▶ [AIM OF THE TASK]
Each record beneath this line should be returned exactly as it is.

** Opening THE DATA block **

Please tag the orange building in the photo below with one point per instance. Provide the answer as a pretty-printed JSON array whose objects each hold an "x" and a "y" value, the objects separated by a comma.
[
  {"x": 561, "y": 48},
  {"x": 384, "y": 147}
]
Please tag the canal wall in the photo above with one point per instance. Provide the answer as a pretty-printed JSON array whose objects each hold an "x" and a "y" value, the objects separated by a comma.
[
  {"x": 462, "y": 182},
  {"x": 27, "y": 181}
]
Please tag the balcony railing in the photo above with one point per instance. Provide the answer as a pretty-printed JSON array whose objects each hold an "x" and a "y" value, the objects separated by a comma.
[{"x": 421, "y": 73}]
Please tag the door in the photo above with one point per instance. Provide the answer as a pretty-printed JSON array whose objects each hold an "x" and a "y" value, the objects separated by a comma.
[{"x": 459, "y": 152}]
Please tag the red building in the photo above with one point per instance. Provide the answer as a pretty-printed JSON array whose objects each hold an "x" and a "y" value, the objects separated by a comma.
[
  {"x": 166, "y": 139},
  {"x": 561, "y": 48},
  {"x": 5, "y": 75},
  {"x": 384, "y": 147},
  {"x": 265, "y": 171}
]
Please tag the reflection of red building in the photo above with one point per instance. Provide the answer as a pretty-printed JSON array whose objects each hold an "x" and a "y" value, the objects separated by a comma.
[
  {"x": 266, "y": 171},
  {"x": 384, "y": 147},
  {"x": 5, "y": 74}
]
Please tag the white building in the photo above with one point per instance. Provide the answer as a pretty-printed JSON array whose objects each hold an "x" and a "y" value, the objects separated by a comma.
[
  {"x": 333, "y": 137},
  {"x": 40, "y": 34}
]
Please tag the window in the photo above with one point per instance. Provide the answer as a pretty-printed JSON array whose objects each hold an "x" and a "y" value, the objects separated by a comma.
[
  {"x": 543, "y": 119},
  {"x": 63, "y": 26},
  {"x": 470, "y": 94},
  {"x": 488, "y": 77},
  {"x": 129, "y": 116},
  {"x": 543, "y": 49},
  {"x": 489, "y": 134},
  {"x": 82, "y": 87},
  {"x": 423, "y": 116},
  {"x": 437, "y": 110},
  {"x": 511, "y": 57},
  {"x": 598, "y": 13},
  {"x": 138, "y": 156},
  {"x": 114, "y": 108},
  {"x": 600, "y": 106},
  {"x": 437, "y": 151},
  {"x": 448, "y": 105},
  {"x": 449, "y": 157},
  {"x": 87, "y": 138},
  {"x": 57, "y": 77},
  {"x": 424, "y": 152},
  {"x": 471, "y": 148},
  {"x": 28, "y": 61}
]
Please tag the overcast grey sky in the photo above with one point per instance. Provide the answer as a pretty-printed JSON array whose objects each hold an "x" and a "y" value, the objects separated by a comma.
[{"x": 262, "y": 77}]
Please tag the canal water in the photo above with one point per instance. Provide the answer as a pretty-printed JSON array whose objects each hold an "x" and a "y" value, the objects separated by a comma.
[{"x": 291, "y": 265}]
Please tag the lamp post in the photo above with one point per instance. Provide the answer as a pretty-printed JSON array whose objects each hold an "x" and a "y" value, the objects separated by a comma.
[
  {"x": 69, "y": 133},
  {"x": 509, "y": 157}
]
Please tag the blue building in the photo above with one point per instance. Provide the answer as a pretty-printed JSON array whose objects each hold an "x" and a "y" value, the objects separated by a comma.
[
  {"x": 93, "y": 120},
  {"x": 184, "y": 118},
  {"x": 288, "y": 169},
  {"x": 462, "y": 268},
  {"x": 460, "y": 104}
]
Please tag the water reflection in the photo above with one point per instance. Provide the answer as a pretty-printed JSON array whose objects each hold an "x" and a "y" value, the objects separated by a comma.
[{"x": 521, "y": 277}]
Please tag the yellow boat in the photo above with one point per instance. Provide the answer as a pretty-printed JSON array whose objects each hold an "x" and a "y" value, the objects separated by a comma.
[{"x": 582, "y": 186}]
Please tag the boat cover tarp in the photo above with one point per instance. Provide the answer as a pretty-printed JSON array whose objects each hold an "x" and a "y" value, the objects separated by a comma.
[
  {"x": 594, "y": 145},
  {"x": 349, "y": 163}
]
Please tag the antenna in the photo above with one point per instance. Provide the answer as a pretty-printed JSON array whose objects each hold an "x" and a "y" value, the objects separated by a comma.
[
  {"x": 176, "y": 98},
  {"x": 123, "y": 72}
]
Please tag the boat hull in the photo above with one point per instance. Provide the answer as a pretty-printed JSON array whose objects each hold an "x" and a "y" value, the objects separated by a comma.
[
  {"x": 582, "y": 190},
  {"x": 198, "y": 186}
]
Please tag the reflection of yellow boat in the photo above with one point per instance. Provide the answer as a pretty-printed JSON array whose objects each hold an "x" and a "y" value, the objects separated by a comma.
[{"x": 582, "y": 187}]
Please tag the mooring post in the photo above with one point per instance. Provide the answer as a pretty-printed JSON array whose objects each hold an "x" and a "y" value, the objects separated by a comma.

** Closing THE DATA block **

▶ [RESPONSE TO THE TASK]
Please tag the orange building in the photo below with one point per instance. Provide the answer as a pretty-printed JSON array whose objects each hold an "x" and a "y" value, the objects separated by a comma.
[
  {"x": 561, "y": 48},
  {"x": 384, "y": 147}
]
Please tag the canal wall in the photo above with one point per instance. Provide the answer as a pretty-printed JSON array whose objects each hold an "x" and a "y" value, the objects separated by a comma.
[
  {"x": 462, "y": 182},
  {"x": 27, "y": 181}
]
Please tag the balcony railing in the photo above with one point per instance. Provide the answer as a pretty-printed JSON array whose objects each hold an "x" and a "y" value, the objects separated by a comma.
[{"x": 421, "y": 73}]
Please tag the door in the photo above with one point per instance. Provide the answer as a pretty-printed JSON array whose objects each hold an "x" and a "y" value, the objects separated by a comma.
[{"x": 459, "y": 152}]
Please tag the red building in the photo above with one point per instance. Provide the answer as a pretty-printed JSON array whose objects each hold an "x" and a "y" value, the objects separated by a comma.
[
  {"x": 166, "y": 139},
  {"x": 561, "y": 48},
  {"x": 5, "y": 75},
  {"x": 384, "y": 147},
  {"x": 265, "y": 171}
]
Please tag the reflection of red building in the photo above with one point per instance. Provide the answer as a pretty-printed JSON array whose objects each hold an "x" and a "y" value, the objects separated by a comma.
[
  {"x": 266, "y": 171},
  {"x": 384, "y": 147},
  {"x": 5, "y": 74}
]
Please tag the white building in the photo above with one point per instance. Provide the answer as a pretty-printed JSON array whose objects each hold an "x" and a "y" value, the objects separated by a comma.
[
  {"x": 333, "y": 137},
  {"x": 40, "y": 34}
]
Please tag the window in the photo above with one point per instance. Provide the answer as a pretty-printed JSON array whose objects each hold an "x" and a "y" value, the objects separated by a comma.
[
  {"x": 543, "y": 119},
  {"x": 63, "y": 26},
  {"x": 470, "y": 94},
  {"x": 488, "y": 77},
  {"x": 129, "y": 116},
  {"x": 543, "y": 49},
  {"x": 489, "y": 134},
  {"x": 82, "y": 87},
  {"x": 423, "y": 116},
  {"x": 437, "y": 110},
  {"x": 511, "y": 57},
  {"x": 598, "y": 13},
  {"x": 138, "y": 156},
  {"x": 114, "y": 108},
  {"x": 600, "y": 106},
  {"x": 437, "y": 151},
  {"x": 448, "y": 105},
  {"x": 449, "y": 157},
  {"x": 87, "y": 138},
  {"x": 57, "y": 77},
  {"x": 424, "y": 152},
  {"x": 471, "y": 148},
  {"x": 28, "y": 61}
]
Please tag the overcast grey sky in the photo above with one point per instance. Provide the answer as a pretty-printed JSON array whose objects each hold an "x" and a "y" value, the objects separated by a comma.
[{"x": 262, "y": 77}]
Please tag the canal water in the photo above with one point per instance. Provide the answer as a pretty-printed JSON array whose objects each hold an "x" and a "y" value, the objects separated by a comma.
[{"x": 291, "y": 265}]
Please tag the lamp post in the photo above with one point per instance. Provide the answer as a pretty-printed JSON array whose objects each hold an "x" and a "y" value, the objects separated by a comma.
[
  {"x": 69, "y": 133},
  {"x": 509, "y": 157}
]
Please tag the blue building in the photo above with one point per instance. Provide the answer as a pretty-printed JSON array whose objects each hold an "x" and a "y" value, the objects separated by a comma.
[
  {"x": 93, "y": 120},
  {"x": 184, "y": 118},
  {"x": 288, "y": 169},
  {"x": 462, "y": 268},
  {"x": 460, "y": 104}
]
Please tag the water reflection in the photo above with one point per instance. Provide the answer as a pretty-printed JSON array whose objects each hold an "x" and a "y" value, the objects separated by a comma.
[{"x": 521, "y": 277}]
Please tag the yellow boat in the photo above with one point per instance. Provide the answer as a pretty-printed JSON array whose objects each hold an "x" and a "y" value, the objects separated by a comma.
[{"x": 582, "y": 186}]
Please tag the boat cover tarp in the photo above with one point per instance. Provide the answer as a pretty-printed JSON array whose objects each hold an "x" and a "y" value, the objects separated by a comma.
[
  {"x": 594, "y": 145},
  {"x": 349, "y": 163}
]
Please tag the antenna in the photo above with one point per instance. Provide the answer as a pretty-printed JSON array whose objects each hold an "x" and a "y" value, the objects separated by a comma.
[
  {"x": 176, "y": 98},
  {"x": 123, "y": 72}
]
Please tag the boat hull in the photo above with one point per instance. Provide the answer as a pretty-printed JSON array whose objects each hold an "x" and a "y" value, the objects separated by a comma.
[
  {"x": 582, "y": 190},
  {"x": 198, "y": 186}
]
Please tag the reflection of yellow boat in the photo above with one point per instance. Provide the answer as a pretty-printed JSON array whose objects each hold an "x" and a "y" value, the objects separated by a comma.
[{"x": 582, "y": 187}]
Please tag the mooring post in the photo above with one point per instance. Provide the answer as a pretty-printed JSON array whose objects each hold an "x" and a "y" value, the objects separated by a comma.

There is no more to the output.